=== TASKS TO COMPLETE ===
a. Render this sentence from the Mencken Chrestomathy excerpt into Spanish: "But I see no reason why they should have a monopoly on what is not, after all, their invention."
b. From the Mencken Chrestomathy excerpt, pull out the passage starting with "by Random House" and going on through "A Mencken chrestomathy.".
c. Name every person mentioned in the preface of the Mencken Chrestomathy excerpt.

=== EXTRACT TO READ ===
[start]

Mencken Chrestomathy (Vintage) Read online




  First Vintage Books Edition, May 1982

  Copyright © 1916, 1918, 1919, 1920, 1921, 1922, 1924, 1926, 1927

  1932, 1934, 1942, 1949 by Alfred A. Knopf, Inc.

  All rights reserved under International and Pan-American

  Copyright Conventions. Published in the United States by

  Random House, Inc., New York, and simultaneously in Canada

  by Random House of Canada Limited, Toronto. Originally

  published by Alfred A. Knopf, Inc., New York, in June 1949.

  Library of Congress Cataloging in Publication Data

  Mencken, H. L. (Henry Louis), 1880-1956.

  A Mencken chrestomathy.

  Reprint. Originally published: New York: Knopf, 1949.

  I. Title.

  [PS3525.E43A6 1982] 818′.5209 81-52593

  eISBN: 978-0-307-80887-5 AACR2

  v3.1

  PREFACE

  IN my title I revive the word chrestomathy in its true sense of “a collection of choice passages from an author or authors,” and ignore the late addition of “especially one compiled to assist in the acquirement of a language.” In the latter significance the term is often used by linguists, and some of the chrestomathies issued by them in recent years—for example, Dr. Edgar H. Sturtevant’s “Hittite Chrestomathy” of 1935 – are works of capital importance. But I see no reason why they should have a monopoly on what is not, after all, their invention. Nor do I see why I should be deterred by the fact that, when this book was announced, a few newspaper smarties protested that the word would be unfamiliar to many readers, as it was to them. Thousands of excellent nouns, verbs and adjectives that have stood in every decent dictionary for years are still unfamiliar to such ignoramuses, and I do not solicit their patronage. Let them continue to recreate themselves with whodunits, and leave my vocabulary and me to my own customers, who have all been to school. Chrestomathy is actually more than a century old in English, which makes it quite as ancient as scientist, which was invented by William Whewell in 1840, or anesthetic, which was proposed by Oliver Wendell Holmes I in 1846. In Greek, where it was contrived by joining chrestos, meaning useful, and mathein, meaning to learn, it goes back to Proclus Disdochos, who used it in Athens in the year 450.

[end]

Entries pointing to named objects
[start]

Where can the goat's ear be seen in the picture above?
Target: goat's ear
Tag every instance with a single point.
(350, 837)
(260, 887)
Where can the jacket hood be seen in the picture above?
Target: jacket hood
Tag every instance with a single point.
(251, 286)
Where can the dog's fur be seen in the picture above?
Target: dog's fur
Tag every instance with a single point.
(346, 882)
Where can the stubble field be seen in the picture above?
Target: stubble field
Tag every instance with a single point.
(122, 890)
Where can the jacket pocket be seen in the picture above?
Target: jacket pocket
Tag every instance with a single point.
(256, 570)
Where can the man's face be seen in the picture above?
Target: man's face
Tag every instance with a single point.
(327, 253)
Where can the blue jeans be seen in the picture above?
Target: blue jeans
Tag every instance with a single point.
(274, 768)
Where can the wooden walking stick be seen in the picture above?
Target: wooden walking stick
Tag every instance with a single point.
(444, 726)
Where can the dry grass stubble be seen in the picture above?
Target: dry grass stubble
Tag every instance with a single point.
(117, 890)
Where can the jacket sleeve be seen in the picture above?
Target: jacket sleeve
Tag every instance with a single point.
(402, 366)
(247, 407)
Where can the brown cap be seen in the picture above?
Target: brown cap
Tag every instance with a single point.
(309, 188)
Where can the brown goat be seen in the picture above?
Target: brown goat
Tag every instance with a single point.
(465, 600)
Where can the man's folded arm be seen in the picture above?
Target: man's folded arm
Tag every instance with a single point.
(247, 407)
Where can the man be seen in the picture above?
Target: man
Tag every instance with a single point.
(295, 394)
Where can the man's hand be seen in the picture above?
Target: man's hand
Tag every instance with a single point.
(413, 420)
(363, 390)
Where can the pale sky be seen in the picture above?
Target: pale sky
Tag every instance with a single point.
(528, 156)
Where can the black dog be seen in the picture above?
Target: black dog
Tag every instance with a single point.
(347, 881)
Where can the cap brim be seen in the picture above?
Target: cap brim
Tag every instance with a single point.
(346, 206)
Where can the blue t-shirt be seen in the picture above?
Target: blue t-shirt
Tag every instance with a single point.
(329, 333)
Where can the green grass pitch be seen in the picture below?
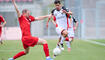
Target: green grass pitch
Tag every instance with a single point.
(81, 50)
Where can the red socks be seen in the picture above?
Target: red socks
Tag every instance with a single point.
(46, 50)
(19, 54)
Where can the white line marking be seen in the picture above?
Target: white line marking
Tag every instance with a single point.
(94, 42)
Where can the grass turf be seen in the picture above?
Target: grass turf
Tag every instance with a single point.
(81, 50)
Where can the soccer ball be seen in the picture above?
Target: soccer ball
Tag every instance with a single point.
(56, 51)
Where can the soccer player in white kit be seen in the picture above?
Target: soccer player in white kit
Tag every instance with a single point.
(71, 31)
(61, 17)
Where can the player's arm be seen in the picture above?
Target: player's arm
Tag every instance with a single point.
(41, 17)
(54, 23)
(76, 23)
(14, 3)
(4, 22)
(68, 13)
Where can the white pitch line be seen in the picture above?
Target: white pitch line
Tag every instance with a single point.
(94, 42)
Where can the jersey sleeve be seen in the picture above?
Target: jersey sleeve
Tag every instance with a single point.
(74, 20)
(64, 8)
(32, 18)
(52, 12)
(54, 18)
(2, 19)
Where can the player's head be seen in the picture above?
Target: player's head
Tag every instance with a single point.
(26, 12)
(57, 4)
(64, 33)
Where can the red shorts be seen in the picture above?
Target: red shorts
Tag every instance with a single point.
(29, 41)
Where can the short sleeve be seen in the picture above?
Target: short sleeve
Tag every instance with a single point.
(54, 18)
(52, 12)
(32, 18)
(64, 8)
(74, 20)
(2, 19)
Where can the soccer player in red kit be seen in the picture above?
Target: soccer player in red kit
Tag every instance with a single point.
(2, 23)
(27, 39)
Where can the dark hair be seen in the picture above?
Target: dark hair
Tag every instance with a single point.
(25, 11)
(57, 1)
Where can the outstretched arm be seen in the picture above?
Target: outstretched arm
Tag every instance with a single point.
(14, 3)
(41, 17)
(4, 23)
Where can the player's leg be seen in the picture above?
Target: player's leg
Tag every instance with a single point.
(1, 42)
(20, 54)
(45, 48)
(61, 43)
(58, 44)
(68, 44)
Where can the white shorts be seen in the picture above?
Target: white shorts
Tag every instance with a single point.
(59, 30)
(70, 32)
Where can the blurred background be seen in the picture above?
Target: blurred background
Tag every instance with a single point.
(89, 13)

[end]

=== EXERCISE SOLUTIONS ===
a. Pero no veo ninguna razón por la que deban tener el monopolio de lo que, después de todo, no es invención suya.

b.
by Random House of Canada Limited, Toronto. Originally

  published by Alfred A. Knopf, Inc., New York, in June 1949.

  Library of Congress Cataloging in Publication Data

  Mencken, H. L. (Henry Louis), 1880-1956.

  A Mencken chrestomathy.

c.
Edgar H. Sturtevant
William Whewell
Oliver Wendell Holmes I
Proclus Disdochos